[RECORDS TO PROCESS Boundary: Start]
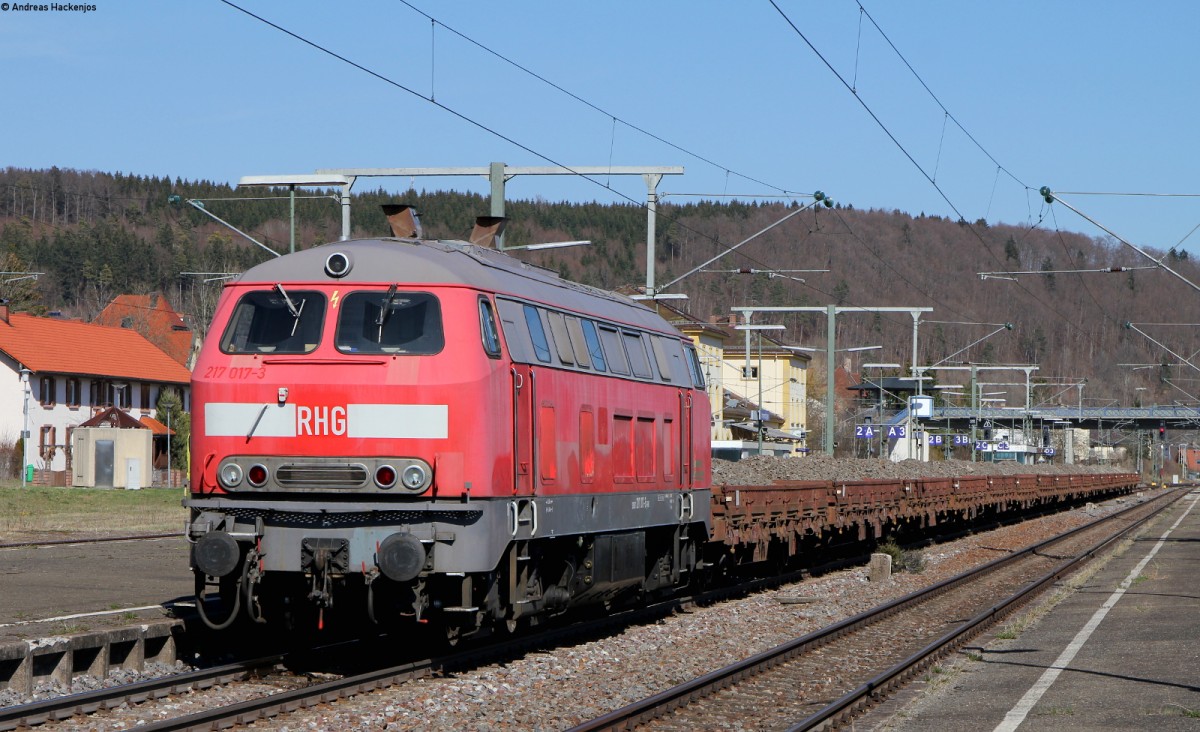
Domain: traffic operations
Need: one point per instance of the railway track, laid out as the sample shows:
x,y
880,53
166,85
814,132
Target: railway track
x,y
288,691
66,707
295,690
828,677
88,540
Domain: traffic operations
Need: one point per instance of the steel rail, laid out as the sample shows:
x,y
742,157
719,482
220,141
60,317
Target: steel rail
x,y
65,707
91,540
891,679
665,702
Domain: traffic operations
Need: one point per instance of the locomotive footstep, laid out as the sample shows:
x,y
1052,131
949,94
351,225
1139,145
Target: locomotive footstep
x,y
796,599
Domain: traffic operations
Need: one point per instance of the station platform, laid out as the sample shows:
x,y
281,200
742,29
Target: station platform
x,y
1120,653
71,587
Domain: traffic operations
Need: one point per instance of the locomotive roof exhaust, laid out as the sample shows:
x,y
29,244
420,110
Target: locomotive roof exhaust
x,y
487,231
403,219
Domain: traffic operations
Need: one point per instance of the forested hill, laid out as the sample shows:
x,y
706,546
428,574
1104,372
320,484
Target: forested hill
x,y
99,234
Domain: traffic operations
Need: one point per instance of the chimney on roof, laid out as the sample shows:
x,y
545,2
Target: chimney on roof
x,y
487,231
403,220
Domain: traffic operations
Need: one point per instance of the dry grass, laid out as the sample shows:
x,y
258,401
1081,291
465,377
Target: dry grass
x,y
42,513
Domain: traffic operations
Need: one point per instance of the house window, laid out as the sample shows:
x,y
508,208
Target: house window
x,y
46,444
47,390
119,395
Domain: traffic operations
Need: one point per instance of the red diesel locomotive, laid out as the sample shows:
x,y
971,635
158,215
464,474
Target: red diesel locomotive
x,y
439,432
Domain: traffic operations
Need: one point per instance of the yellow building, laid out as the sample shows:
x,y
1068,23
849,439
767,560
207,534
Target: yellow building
x,y
784,384
773,377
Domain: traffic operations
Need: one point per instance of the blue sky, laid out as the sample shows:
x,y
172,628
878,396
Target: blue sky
x,y
1083,97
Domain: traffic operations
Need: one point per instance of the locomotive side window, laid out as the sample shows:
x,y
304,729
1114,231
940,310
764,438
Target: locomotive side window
x,y
660,357
562,343
393,322
487,329
579,343
697,373
613,352
514,329
593,341
538,333
275,321
637,358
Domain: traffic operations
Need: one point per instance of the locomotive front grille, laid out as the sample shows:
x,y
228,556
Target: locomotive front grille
x,y
351,519
300,475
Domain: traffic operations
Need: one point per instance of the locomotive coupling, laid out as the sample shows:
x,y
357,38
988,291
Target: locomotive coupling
x,y
401,557
216,553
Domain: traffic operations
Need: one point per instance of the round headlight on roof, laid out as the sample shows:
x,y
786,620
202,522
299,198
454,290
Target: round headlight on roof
x,y
337,264
231,475
414,478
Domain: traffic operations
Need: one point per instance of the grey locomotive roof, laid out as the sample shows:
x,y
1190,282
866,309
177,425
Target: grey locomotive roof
x,y
412,262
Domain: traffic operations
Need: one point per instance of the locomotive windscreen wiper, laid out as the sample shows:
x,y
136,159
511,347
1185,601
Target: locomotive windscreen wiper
x,y
292,306
385,306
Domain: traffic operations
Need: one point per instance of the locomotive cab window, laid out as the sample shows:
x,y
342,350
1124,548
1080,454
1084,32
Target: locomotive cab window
x,y
487,328
275,321
390,322
538,334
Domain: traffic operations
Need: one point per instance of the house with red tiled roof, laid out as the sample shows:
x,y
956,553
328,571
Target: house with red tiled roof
x,y
57,375
154,318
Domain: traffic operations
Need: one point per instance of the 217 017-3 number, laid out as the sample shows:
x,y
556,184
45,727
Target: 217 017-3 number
x,y
234,372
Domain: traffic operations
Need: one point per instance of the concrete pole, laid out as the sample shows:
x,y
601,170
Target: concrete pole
x,y
496,177
652,208
292,219
346,209
831,347
975,408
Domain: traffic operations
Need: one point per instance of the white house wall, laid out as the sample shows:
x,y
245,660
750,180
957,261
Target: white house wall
x,y
59,415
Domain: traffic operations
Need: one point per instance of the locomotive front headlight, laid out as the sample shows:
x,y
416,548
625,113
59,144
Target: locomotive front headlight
x,y
257,475
385,477
414,478
231,475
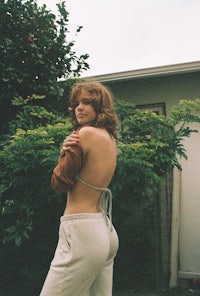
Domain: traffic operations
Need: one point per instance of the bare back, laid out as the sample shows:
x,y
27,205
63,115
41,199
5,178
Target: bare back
x,y
100,151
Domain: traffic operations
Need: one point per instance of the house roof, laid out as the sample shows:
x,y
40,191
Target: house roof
x,y
149,72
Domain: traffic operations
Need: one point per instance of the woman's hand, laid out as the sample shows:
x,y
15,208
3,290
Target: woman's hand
x,y
70,141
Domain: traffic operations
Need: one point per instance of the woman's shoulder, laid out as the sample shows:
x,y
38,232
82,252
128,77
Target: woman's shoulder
x,y
90,131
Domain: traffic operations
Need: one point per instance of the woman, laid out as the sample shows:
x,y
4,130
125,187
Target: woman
x,y
88,242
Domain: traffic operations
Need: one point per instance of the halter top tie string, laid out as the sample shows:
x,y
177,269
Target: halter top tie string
x,y
105,201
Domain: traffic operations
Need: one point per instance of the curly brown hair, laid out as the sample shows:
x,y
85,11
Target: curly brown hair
x,y
101,101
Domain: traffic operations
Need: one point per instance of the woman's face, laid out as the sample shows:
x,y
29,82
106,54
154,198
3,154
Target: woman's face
x,y
84,111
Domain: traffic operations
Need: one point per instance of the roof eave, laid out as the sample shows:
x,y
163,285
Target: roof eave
x,y
148,72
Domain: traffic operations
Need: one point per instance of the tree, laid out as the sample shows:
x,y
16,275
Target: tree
x,y
35,51
29,209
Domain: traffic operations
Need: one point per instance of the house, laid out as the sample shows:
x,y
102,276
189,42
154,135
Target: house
x,y
159,89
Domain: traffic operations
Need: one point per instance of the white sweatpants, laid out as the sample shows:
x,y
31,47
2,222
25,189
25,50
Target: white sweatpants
x,y
83,261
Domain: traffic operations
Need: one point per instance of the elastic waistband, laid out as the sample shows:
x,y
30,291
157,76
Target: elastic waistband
x,y
81,216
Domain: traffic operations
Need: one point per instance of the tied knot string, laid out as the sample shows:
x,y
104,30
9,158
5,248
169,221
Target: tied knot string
x,y
105,201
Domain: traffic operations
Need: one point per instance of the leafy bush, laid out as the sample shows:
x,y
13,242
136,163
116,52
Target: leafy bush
x,y
30,210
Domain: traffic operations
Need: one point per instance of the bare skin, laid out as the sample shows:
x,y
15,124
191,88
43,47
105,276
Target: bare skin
x,y
99,149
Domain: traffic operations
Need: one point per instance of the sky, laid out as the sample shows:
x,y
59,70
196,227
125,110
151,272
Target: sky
x,y
123,35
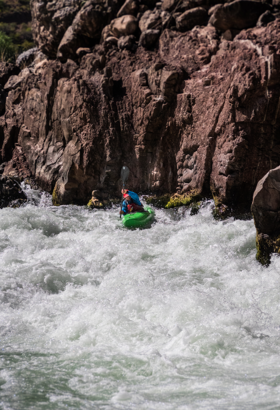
[RECORDS TO PROCESS Boundary: End]
EXERCISE GOAL >> Strip the images and return the remaining data exactly.

EXPECTED ANSWER >>
Domain: traffic operations
Need: one point per instance of the railway track, laid out as the sample shows:
x,y
880,53
166,85
814,132
Target: railway track
x,y
288,691
66,707
295,690
828,677
88,540
Domain: traffic operations
Need: one point per instance of the steel rail, laid out as the sample shows:
x,y
742,157
719,482
220,141
60,317
Target: steel rail
x,y
65,707
91,540
891,679
665,702
Domain: traffic operations
Need: one point per instance of the locomotive footstep, laid out as the sample shows:
x,y
1052,131
949,94
351,225
1139,145
Target: locomotive footstep
x,y
796,599
Domain: traffic operations
Need: one point per instance of the station platform, laid out as the sample shows:
x,y
281,200
742,29
Target: station platform
x,y
1120,653
71,587
Domain: traffic operations
Need: one point per instance of the locomotive roof exhaust, laid out as the sample shows:
x,y
29,244
420,110
Target: locomotive roof exhaust
x,y
487,231
403,219
Domain: traffic operations
Need: one point per instance of the forested hill, laid out as the sample shows:
x,y
706,546
428,574
1104,372
320,484
Target: forested hill
x,y
99,234
Domain: traffic operations
Need: one point per instance of the chimney on roof, laid out as the sample shows:
x,y
545,2
Target: chimney on roof
x,y
487,231
403,220
Domain: traffic operations
Need: one point per instance of the dry grass, laid out as the sample shows:
x,y
258,401
1081,291
465,377
Target: dry grass
x,y
42,513
Domain: traffic operations
Need: one point per instance of the house window, laid out as the sample shows:
x,y
508,208
Target: house window
x,y
46,444
47,390
119,395
Domain: traffic operations
Need: one point per instance of the red diesel locomotive, laid out as the sample shows:
x,y
971,635
158,215
464,474
Target: red diesel locomotive
x,y
439,432
Domain: traffic operations
Need: one point per instance of the yellow building, laid out as the sample shows:
x,y
1068,23
849,439
767,560
207,534
Target: yellow building
x,y
784,384
773,377
Domain: traffic operations
Need: one point per instance of the blue sky, laid out as the sample shows:
x,y
172,628
878,396
Target: blue sky
x,y
1083,97
Domain: traffic operations
Need: one point per instance of the locomotive side window, laid out as the sample shows:
x,y
304,729
1114,231
940,310
764,438
Target: locomotive side window
x,y
660,357
562,343
393,322
487,329
579,343
697,373
613,352
514,329
593,341
538,333
275,321
637,358
Domain: traffic operations
Need: one point per instance of the locomotive front grille, laid out as the sample shows:
x,y
228,556
Target: locomotive front grille
x,y
351,519
300,475
Domain: traffic operations
Need: one point per instance of the locomotive coupling, laid out as the sample shows:
x,y
357,38
988,291
Target: locomotive coupling
x,y
401,557
216,553
Domain: traffic operations
Need: one point per instance of the round headlight on roof, laid out as the sample shows:
x,y
786,620
202,522
299,198
454,290
Target: round headlight on roof
x,y
337,264
231,475
414,478
Domain: traffic operations
Need: one point per instance of the grey locomotive roof, laid out as the sample shows:
x,y
1190,282
866,309
177,425
Target: grey locomotive roof
x,y
412,262
Domain: traffic operations
Need: one point per instance of the locomotive windscreen wiper, laid out as the sample shows:
x,y
136,159
511,347
1185,601
Target: locomotive windscreen wiper
x,y
292,306
385,306
Domain: traffic operations
Need: one point per instance of the locomotive cab window, laid out as the sample shows:
x,y
342,350
1124,548
1080,454
1084,32
Target: locomotive cab window
x,y
487,328
275,321
390,322
538,334
Domain: traffic operations
Need: one point per instance of the house with red tiled roof, laid out as the sample shows:
x,y
956,553
328,571
Target: house with red tiled roof
x,y
57,375
154,318
Domain: traffic operations
Need: one point per instance of the 217 017-3 number, laid out as the sample shows:
x,y
556,184
45,727
Target: 217 017-3 number
x,y
234,372
Domain: traffic operations
Need: one point per instance of the concrete pole, laid out as the sample shows:
x,y
601,170
Target: concrete pole
x,y
496,177
652,208
292,219
346,209
831,347
975,408
Domain: traffic operations
Need: one point per instance of the white house wall, laid out as the sample shows:
x,y
245,660
750,180
957,261
Target: white house wall
x,y
59,415
Domain: traffic operations
Need: one point per instance of the locomotive front headlight, laid out as the sample shows:
x,y
416,548
625,113
59,144
Target: locomotive front headlight
x,y
257,475
385,477
414,478
231,475
Domain: traffic operations
Need: one point per instance of the bare back, laid out as the sample shows:
x,y
27,205
63,115
41,199
5,178
Target: bare back
x,y
100,151
Domain: traffic operations
Need: one point per instance of the house roof, laid out as the sample shows:
x,y
40,191
Target: house roof
x,y
149,72
Domain: traffic operations
Need: one point per instance of the woman's hand, laid out as the sample shows:
x,y
15,208
3,290
Target: woman's hand
x,y
70,141
Domain: traffic operations
Need: one point per instance of the woman's shoulder, laid out as the sample shows:
x,y
38,232
82,252
128,77
Target: woman's shoulder
x,y
90,131
Domain: traffic operations
Need: one point per instance of the woman, laid out as the sample shows:
x,y
4,130
125,187
Target: woman
x,y
88,242
Domain: traffic operations
Need: one point per instance of the halter top tie string, laid out as the sample shows:
x,y
177,269
Target: halter top tie string
x,y
105,201
Domain: traffic operations
Need: one point per instance of the curly brown hair, laid out as the sample shows:
x,y
85,11
Target: curly brown hair
x,y
101,101
Domain: traffic operations
Need: one point per instance of the woman's face, laid out as the sample shows:
x,y
29,82
106,54
154,198
3,154
Target: woman's face
x,y
84,111
Domain: traffic operations
Need: one point per instance of the roof eave, laid out as the sample shows:
x,y
163,285
Target: roof eave
x,y
148,72
Domain: traffic operations
Need: one point per instance of the tree, laid out as the sample shows:
x,y
16,275
Target: tree
x,y
35,51
29,209
Domain: traffic operations
Need: one point per instance of the house, laid out as the sample shows:
x,y
102,276
189,42
154,135
Target: house
x,y
159,89
Domain: traffic operations
Need: one point per instance of the white sweatpants, laid out as the sample shows:
x,y
31,47
2,222
25,189
25,50
Target: white sweatpants
x,y
83,261
Domain: traffic operations
Need: one point per instance of the elastic waistband, laid out as the sample shows:
x,y
30,291
157,76
Target: elastic waistband
x,y
81,216
Domain: traffic operations
Need: one point per instance of the tied knot string, laid out as the sample shows:
x,y
104,30
9,158
5,248
169,221
Target: tied knot string
x,y
105,201
Domain: traffic operations
Need: one point per instance of the leafy bush, laid out as the sample shows:
x,y
13,242
136,163
116,52
Target: leafy bush
x,y
30,210
Domain: traffic operations
Need: one point per instance of the bare skin, laid out as the sample shows:
x,y
15,124
191,88
43,47
105,276
Target: bare skin
x,y
99,149
Domain: traffic operations
Need: one point per instance of the sky, laid out as the sample shows:
x,y
59,70
196,227
125,110
151,272
Target: sky
x,y
123,35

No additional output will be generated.